*** SOURCE DATA ***

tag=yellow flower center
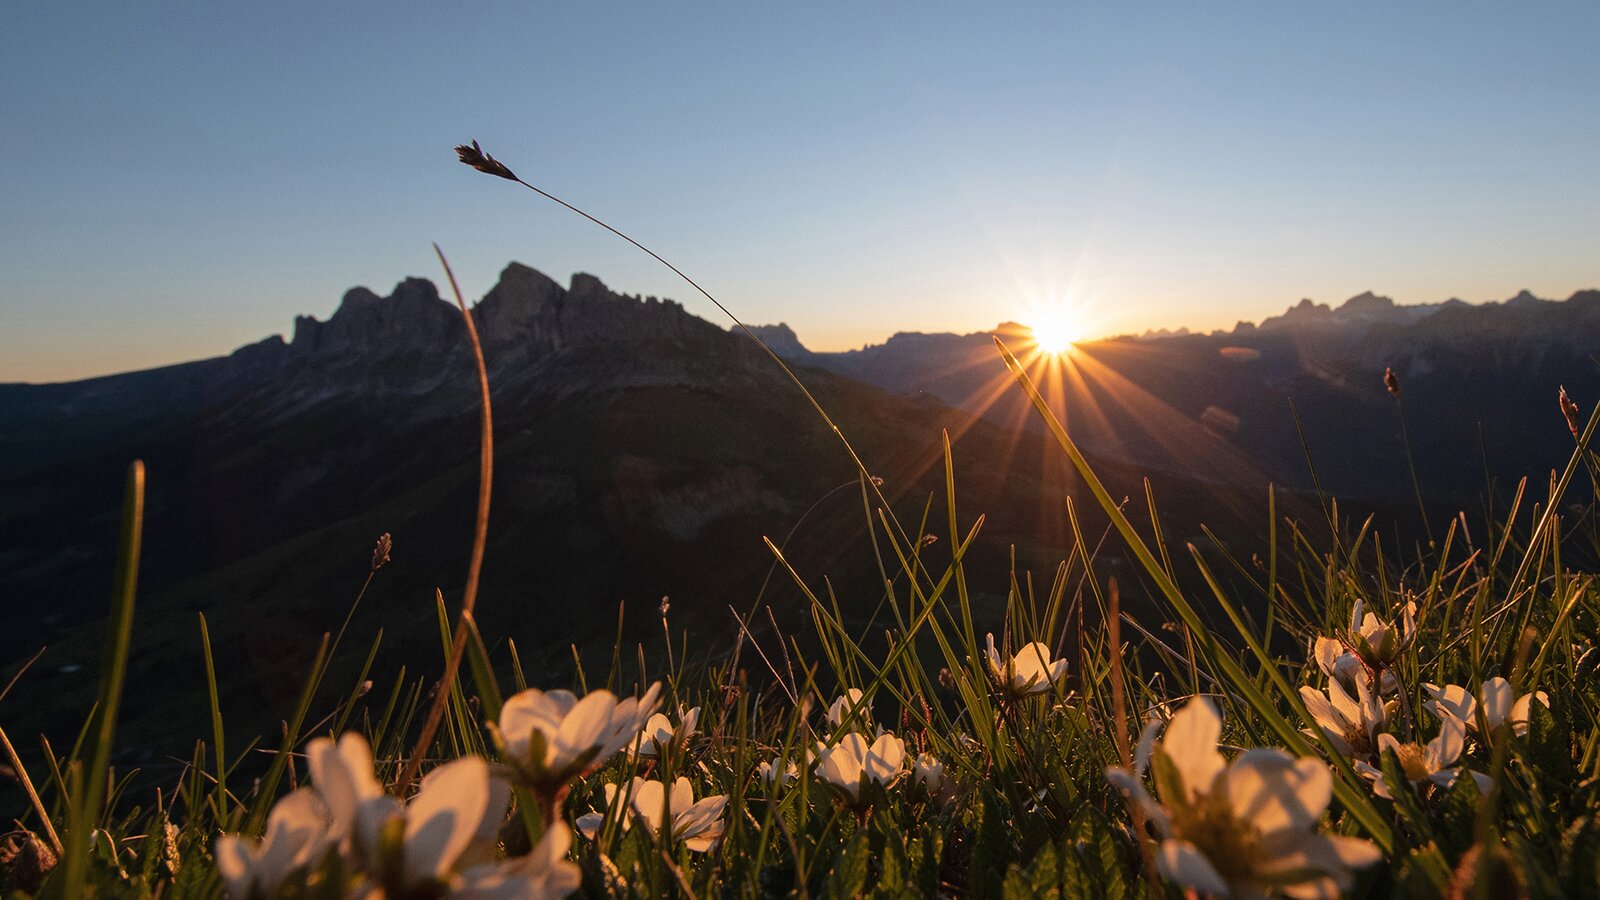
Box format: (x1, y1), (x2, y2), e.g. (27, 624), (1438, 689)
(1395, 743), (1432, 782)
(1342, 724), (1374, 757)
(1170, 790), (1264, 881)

*** End of SOURCE DATA ***
*** SOURCE DATA ***

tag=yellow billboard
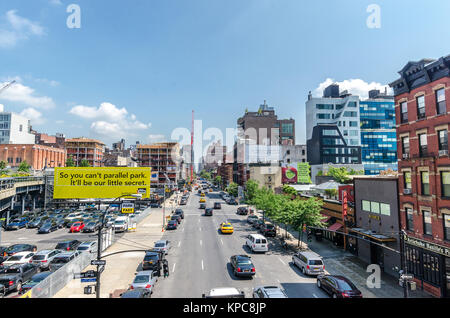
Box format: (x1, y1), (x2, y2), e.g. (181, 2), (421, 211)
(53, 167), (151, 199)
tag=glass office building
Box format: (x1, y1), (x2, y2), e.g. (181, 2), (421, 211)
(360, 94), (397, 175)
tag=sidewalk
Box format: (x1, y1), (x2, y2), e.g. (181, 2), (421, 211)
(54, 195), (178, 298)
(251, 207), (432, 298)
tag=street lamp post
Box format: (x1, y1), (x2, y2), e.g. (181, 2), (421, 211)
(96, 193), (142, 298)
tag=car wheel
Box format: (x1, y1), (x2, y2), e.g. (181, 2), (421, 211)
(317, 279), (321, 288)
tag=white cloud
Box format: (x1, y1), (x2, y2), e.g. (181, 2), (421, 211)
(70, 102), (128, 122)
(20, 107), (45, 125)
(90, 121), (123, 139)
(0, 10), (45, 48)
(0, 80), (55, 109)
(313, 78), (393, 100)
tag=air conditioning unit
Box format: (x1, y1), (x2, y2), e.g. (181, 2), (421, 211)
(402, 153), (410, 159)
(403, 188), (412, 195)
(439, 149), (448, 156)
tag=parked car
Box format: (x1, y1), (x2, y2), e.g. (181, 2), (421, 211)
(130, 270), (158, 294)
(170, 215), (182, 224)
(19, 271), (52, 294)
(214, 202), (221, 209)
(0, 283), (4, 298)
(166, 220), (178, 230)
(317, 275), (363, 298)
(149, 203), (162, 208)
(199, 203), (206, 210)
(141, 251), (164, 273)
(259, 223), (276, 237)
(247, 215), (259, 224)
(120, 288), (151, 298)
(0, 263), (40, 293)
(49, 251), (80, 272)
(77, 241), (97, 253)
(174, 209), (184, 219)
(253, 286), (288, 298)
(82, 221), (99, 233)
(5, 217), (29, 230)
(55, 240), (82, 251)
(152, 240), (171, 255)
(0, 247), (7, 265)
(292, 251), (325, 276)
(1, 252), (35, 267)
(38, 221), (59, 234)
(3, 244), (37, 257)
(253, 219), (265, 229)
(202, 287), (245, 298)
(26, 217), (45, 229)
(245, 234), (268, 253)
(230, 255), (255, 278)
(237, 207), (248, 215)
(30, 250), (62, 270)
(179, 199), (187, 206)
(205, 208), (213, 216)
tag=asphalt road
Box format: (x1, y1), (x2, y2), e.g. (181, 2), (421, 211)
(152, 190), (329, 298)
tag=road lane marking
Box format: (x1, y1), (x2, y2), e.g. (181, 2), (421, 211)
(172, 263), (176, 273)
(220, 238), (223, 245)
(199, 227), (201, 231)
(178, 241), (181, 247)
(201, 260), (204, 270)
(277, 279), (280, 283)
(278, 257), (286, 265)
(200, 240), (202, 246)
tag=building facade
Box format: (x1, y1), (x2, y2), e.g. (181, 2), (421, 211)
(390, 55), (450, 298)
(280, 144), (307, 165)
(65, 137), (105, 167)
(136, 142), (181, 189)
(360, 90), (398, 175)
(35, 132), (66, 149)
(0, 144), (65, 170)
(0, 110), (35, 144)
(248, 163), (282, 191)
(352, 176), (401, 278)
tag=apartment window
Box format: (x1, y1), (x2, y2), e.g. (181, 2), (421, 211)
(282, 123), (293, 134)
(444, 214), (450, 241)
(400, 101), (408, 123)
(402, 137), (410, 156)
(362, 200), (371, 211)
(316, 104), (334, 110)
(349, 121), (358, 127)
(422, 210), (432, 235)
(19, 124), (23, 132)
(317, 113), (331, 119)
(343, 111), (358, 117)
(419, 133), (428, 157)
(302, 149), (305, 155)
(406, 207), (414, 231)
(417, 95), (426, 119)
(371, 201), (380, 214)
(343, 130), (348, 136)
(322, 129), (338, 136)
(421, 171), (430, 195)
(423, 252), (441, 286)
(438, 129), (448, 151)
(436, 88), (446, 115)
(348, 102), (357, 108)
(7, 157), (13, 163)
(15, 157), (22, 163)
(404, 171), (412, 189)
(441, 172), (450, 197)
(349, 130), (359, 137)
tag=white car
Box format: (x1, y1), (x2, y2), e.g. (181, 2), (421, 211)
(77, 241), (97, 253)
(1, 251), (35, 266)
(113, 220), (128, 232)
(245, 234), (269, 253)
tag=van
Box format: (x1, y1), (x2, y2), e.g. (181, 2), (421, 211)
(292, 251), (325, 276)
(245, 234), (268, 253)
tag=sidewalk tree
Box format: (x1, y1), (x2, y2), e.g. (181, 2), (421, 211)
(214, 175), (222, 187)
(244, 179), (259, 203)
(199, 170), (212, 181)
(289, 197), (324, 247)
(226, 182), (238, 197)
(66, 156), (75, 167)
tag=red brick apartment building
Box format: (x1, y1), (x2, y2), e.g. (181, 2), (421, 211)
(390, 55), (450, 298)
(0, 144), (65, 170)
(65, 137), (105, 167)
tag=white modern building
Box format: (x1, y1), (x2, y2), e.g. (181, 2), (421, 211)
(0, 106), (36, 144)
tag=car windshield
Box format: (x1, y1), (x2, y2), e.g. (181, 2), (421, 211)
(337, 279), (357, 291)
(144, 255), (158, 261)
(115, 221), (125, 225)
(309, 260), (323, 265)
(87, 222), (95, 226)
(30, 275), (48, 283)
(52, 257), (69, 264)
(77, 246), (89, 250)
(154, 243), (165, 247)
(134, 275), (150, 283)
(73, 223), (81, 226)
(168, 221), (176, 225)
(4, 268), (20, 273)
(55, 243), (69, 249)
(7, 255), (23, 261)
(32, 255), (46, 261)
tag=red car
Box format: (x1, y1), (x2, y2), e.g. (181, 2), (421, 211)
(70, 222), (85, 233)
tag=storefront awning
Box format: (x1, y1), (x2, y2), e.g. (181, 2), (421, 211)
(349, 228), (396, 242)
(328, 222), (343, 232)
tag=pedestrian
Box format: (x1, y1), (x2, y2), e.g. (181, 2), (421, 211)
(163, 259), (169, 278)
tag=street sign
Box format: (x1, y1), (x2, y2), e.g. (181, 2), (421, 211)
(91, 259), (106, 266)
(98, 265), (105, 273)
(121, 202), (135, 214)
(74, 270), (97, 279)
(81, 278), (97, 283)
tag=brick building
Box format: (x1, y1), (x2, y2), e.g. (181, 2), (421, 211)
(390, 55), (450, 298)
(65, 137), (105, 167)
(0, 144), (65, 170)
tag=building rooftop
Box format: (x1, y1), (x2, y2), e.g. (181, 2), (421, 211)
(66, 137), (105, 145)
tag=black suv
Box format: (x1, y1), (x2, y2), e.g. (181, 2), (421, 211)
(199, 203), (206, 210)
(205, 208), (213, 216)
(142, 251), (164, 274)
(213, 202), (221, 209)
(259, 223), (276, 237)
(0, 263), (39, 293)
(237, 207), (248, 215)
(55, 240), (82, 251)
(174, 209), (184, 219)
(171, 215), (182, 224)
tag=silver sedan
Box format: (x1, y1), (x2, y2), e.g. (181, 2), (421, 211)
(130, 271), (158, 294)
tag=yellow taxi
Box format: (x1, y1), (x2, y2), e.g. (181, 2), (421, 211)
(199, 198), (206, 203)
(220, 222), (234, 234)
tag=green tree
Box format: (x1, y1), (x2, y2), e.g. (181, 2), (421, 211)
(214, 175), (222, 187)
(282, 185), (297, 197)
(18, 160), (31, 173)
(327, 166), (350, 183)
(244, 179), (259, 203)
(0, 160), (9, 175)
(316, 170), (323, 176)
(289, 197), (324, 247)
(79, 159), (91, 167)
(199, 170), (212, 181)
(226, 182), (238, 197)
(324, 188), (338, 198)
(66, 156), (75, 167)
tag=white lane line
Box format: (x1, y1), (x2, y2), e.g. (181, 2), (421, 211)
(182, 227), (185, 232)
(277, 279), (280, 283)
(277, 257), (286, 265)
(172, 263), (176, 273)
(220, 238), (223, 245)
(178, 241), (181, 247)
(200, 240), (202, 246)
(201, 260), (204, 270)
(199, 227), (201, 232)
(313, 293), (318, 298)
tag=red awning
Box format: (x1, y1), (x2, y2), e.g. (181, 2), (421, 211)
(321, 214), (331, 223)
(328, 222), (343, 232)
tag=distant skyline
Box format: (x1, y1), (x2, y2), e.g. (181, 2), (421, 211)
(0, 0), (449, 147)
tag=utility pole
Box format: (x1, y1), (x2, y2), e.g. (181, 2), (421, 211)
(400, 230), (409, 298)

*** End of SOURCE DATA ***

■ EXERCISE AIM:
The answer should be a bare number: how many lines of the material above include "building".

■ ANSWER SPACE:
6